• **Entries supplied**

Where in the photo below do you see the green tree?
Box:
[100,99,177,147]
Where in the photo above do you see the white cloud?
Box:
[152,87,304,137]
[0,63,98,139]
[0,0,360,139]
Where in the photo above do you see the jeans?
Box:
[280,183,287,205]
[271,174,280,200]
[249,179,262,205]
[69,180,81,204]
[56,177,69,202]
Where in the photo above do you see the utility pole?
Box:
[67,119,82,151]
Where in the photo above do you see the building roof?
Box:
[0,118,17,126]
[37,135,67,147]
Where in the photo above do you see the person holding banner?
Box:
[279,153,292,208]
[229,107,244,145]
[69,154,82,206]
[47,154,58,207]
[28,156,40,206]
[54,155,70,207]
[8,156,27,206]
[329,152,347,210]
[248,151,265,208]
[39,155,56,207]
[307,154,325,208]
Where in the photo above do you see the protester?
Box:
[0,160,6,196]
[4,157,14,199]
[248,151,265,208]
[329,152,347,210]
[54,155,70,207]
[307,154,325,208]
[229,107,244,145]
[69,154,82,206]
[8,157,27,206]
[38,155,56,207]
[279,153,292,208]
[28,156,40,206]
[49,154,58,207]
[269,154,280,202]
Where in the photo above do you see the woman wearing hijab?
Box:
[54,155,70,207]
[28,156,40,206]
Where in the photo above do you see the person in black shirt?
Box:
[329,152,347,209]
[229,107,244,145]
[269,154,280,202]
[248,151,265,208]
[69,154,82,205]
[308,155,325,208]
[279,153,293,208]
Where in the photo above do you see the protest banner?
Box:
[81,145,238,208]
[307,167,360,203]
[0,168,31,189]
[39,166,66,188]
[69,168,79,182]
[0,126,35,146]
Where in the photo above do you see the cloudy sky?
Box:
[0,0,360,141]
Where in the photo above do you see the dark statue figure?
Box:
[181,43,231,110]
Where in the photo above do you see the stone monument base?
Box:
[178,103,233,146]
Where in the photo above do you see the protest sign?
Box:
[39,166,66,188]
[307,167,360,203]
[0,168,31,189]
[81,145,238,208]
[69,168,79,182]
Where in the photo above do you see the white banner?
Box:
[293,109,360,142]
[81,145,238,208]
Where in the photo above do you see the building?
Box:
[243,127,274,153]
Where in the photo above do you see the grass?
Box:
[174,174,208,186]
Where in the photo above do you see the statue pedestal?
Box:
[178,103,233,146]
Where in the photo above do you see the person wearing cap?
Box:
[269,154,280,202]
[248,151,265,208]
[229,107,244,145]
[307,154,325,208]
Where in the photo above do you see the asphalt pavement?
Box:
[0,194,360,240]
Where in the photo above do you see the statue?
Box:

• **Description of the task**
Rewrite the records from the start through the line containing "[67,119,82,151]", keeping every request and line in place. Shift each bounding box coordinate in the answers by adding 61 to it.

• **Result for this task**
Where in the photo below do you see the green tree?
Box:
[161,160,238,208]
Where in the photo above do you see the white cloud?
Box:
[213,148,365,198]
[61,124,159,200]
[61,61,421,200]
Where in the photo above do you see the jeans?
Box:
[341,244,348,266]
[332,235,341,261]
[310,240,323,266]
[130,241,142,265]
[117,238,130,263]
Where in the photo above do you see the utility pole?
Box:
[128,180,143,212]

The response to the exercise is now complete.